WORK ITEM. Set down exactly the lines from the one containing "from the top" through the end of the records below, both included, and nothing else.

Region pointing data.

----

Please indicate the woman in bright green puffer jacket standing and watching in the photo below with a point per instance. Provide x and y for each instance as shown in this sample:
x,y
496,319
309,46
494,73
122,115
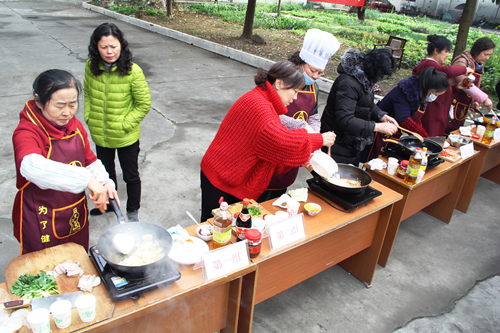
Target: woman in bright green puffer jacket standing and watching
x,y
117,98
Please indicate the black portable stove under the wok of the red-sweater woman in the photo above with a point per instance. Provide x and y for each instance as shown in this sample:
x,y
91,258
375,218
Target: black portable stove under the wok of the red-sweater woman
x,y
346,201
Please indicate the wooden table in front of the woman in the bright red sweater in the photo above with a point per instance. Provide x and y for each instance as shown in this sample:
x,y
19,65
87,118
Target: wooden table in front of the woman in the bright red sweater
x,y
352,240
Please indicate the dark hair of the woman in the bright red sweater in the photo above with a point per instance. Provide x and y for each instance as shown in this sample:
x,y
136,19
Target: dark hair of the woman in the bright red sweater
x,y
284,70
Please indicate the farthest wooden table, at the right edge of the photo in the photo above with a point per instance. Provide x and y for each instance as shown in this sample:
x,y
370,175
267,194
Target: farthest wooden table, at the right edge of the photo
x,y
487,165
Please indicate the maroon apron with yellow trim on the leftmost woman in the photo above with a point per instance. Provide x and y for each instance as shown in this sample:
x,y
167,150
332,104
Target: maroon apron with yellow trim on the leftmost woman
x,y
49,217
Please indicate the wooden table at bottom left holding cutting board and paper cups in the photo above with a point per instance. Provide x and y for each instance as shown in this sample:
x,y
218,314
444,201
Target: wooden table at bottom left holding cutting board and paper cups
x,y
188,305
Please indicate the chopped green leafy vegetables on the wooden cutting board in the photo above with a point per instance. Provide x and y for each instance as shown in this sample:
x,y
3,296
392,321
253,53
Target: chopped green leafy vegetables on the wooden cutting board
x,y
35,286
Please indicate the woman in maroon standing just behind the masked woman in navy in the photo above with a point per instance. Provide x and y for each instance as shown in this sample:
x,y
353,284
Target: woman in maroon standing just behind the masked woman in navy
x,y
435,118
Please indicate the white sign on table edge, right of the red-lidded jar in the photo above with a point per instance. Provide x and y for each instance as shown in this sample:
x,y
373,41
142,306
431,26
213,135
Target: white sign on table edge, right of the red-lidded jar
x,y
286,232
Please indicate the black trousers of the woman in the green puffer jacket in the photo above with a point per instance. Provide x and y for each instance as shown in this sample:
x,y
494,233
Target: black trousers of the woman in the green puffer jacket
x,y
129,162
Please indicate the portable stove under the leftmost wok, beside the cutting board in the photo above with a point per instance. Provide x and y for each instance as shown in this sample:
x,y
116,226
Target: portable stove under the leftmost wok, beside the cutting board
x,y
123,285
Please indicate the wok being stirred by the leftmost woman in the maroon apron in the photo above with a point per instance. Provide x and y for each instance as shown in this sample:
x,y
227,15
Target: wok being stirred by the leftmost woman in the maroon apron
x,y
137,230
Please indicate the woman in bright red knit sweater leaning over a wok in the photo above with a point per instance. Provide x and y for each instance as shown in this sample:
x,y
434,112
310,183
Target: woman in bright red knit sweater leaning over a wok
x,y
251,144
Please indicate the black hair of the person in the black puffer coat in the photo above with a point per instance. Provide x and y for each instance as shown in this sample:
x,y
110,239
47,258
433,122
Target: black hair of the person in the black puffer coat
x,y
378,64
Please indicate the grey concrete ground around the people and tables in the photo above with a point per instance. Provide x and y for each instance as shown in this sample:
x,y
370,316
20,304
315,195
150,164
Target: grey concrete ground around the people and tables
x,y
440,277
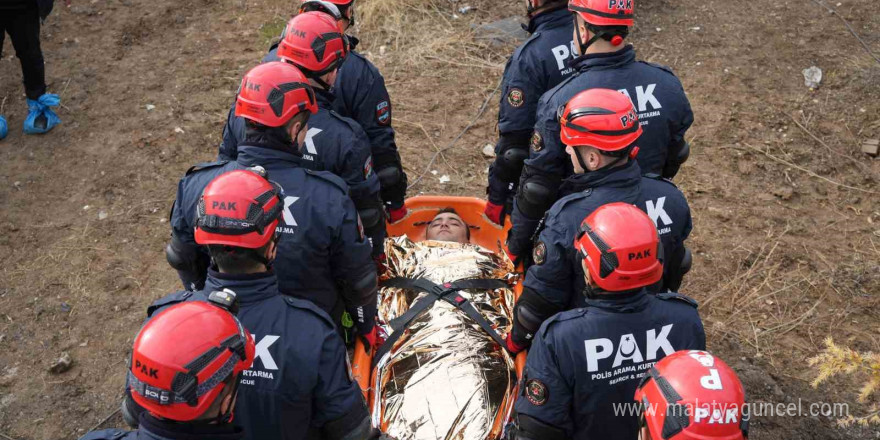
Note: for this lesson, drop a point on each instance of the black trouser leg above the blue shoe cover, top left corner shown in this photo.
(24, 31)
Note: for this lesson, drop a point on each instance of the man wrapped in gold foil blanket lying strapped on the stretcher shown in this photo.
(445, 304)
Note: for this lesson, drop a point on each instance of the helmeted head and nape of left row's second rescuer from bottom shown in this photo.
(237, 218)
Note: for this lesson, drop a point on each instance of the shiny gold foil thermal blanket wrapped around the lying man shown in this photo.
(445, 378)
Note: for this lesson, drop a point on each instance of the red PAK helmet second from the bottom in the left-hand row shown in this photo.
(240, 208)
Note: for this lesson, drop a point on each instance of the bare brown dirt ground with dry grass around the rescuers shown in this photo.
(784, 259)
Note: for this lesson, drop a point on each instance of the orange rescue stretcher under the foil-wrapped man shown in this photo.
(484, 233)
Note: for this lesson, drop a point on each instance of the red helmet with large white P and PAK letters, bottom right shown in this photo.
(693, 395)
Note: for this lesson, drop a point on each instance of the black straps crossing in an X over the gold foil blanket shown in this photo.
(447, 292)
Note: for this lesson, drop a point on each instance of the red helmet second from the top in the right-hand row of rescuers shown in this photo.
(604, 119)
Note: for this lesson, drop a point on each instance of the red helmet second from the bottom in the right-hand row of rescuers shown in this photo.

----

RESPONSE AREA.
Note: for this lesson, drop a point on each instance of the red helmet second from the top in the right-hand row of rescuers shown in this photo.
(604, 119)
Note: for this lesson, drop a point on each instance of the red helmet second from the bottom in the right-hand row of rescuers shown in this photo.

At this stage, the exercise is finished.